» Task brief: Reproduce all of the data exactly.

» Items from a dataset:

■ ■ ■ ■ ■

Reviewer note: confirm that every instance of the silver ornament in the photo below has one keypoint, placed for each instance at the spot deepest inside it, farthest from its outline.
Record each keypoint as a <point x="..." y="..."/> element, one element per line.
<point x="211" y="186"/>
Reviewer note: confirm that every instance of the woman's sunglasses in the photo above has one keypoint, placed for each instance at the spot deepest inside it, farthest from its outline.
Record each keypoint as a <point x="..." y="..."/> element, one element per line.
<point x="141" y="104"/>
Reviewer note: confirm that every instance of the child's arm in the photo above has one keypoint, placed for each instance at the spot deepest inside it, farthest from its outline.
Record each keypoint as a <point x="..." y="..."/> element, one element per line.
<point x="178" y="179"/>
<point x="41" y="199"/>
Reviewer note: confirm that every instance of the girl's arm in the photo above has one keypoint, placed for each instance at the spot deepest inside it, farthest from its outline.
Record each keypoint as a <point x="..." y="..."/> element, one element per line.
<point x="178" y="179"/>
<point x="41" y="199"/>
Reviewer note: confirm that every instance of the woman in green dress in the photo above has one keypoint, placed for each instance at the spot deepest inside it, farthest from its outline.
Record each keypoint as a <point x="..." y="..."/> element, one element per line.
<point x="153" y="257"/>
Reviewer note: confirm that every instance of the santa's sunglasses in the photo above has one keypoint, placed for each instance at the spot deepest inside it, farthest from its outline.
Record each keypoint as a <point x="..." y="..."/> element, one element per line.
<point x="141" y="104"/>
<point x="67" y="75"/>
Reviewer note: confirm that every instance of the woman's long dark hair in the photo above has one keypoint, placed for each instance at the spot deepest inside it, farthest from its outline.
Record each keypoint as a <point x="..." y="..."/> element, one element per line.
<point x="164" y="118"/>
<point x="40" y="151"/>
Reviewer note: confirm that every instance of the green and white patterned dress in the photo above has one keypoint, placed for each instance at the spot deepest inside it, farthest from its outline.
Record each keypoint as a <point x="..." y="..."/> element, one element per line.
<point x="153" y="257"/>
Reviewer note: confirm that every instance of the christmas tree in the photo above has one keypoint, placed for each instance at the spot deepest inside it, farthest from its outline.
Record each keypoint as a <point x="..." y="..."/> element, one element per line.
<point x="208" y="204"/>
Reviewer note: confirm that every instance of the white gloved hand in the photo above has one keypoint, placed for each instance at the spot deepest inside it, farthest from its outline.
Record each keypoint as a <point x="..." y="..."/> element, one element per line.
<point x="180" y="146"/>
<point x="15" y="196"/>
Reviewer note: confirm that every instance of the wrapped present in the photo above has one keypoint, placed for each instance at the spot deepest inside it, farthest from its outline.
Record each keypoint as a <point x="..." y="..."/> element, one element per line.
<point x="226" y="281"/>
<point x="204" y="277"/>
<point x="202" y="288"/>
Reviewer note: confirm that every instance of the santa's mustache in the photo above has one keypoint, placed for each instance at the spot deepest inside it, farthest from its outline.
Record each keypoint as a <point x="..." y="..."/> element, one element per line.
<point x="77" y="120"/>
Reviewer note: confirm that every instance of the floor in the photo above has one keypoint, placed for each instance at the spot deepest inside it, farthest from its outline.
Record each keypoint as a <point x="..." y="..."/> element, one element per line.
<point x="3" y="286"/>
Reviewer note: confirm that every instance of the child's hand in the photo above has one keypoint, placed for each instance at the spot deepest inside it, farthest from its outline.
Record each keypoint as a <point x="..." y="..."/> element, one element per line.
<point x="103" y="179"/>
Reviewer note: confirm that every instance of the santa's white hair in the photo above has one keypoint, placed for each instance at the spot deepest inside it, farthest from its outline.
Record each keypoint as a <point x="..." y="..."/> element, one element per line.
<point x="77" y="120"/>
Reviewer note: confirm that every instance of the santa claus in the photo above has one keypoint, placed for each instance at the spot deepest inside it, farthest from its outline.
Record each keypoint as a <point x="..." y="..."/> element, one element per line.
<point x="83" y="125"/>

■ ■ ■ ■ ■

» Answer to the problem:
Reviewer note: confirm that every instance of the silver ornament in the photo below has one keypoint, placed for each instance at the spot deepest inside it, farthest from its outline.
Record each keypoint as a <point x="..." y="..."/> element, one element per line.
<point x="211" y="186"/>
Reviewer note: confirm that every instance of the woman's sunglasses in the photo above has one keypoint, placed for each instance at the spot deepest inside it, farthest from its outline.
Record each keypoint as a <point x="..." y="..."/> element, one element per line.
<point x="141" y="104"/>
Reviewer note: confirm that every instance of the child's arm in the photo above has one keypoint, placed for each instance at the spot deepest inside it, farthest from its outline.
Record each keypoint as a <point x="..." y="..."/> element, one element per line.
<point x="178" y="179"/>
<point x="41" y="199"/>
Reviewer note: confirm that every instance of the girl's arm in the photo above has one keypoint, placed for each instance at the spot deepest inside it, farthest from its outline.
Record each keypoint as a <point x="..." y="..."/> element, one element per line.
<point x="178" y="179"/>
<point x="41" y="199"/>
Reviewer note: confirm that every instance of the woman in green dress in the photo above has one keypoint, placed for each instance at the spot deepest inside it, farthest from its outline.
Record each keypoint as a <point x="..." y="..."/> element, one element per line.
<point x="153" y="257"/>
Reviewer note: confirm that every instance of the santa's sunglasses in the photo above has one keypoint, placed for each instance at the spot deepest inside it, farthest from its outline.
Record each keypoint as a <point x="..." y="..."/> element, one element per line.
<point x="141" y="104"/>
<point x="67" y="75"/>
Reviewer note: confirm that every instance of the woman's long dark hair in the photo above has one keypoint, placed for each instance at the spot deepest inside it, farthest from its outline.
Record each keypoint as a <point x="..." y="..."/> element, one element per line.
<point x="164" y="118"/>
<point x="40" y="151"/>
Reviewer note: confirm that every instance of the green and white patterned dress in the photo above has one keypoint, placed for each instance at the spot deepest inside it, farthest from its outline.
Record each keypoint as a <point x="..." y="..."/> element, one element per line.
<point x="153" y="257"/>
Reviewer note: confirm that every instance of the christmas tree in the photo above has one keypoint, placed for each instance at the spot deepest inside it, farthest from its outline.
Record each keypoint as a <point x="..." y="..."/> element, one element per line.
<point x="208" y="204"/>
Reviewer note: confirm that every instance of the white gloved hand in the photo above has one keypoint, placed for each instance at the spot deepest inside it, farthest from its outline.
Record each keypoint as a <point x="..." y="..."/> element, one element per line.
<point x="180" y="146"/>
<point x="15" y="196"/>
Reviewer note: confirm that every instance of the wrapped present in the photo above has one keypoint, placed for each instance at the spot deepest inside it, farthest from its outline.
Record each keypoint as a <point x="..." y="..."/> element, one element per line.
<point x="226" y="281"/>
<point x="204" y="277"/>
<point x="202" y="288"/>
Reviewer note: confirm that every instance of the santa's mustache in the photo above has one keypoint, placed for each instance at the spot deepest inside it, farthest from its outline.
Record each keypoint as a <point x="..." y="..."/> element, one element per line.
<point x="77" y="120"/>
Reviewer note: confirm that every instance of the floor in the photo above has one keypoint, placed for each instance at the spot deepest inside it, farthest from its outline.
Record each keypoint as a <point x="..." y="..."/> element, one element per line.
<point x="3" y="286"/>
Reviewer note: confirm that every instance of the child's hand in the photo above has one keypoint, placed for each instance at the spot deepest inside it, farthest from its outline.
Record each keypoint as a <point x="..." y="..."/> element, one element per line.
<point x="103" y="179"/>
Reviewer note: confirm that every instance of the santa's white hair in the photo above has one keypoint, placed for each instance at the spot deepest inside it, farthest from its outline.
Record each keypoint as a <point x="..." y="..."/> element, one element per line.
<point x="77" y="120"/>
Reviewer note: confirm that every instance of the santa claus in the photo above has one keypoint, placed for each instance at the spot deepest inside it, farthest from its outline.
Record each keypoint as a <point x="..." y="..."/> element, one element per line.
<point x="83" y="125"/>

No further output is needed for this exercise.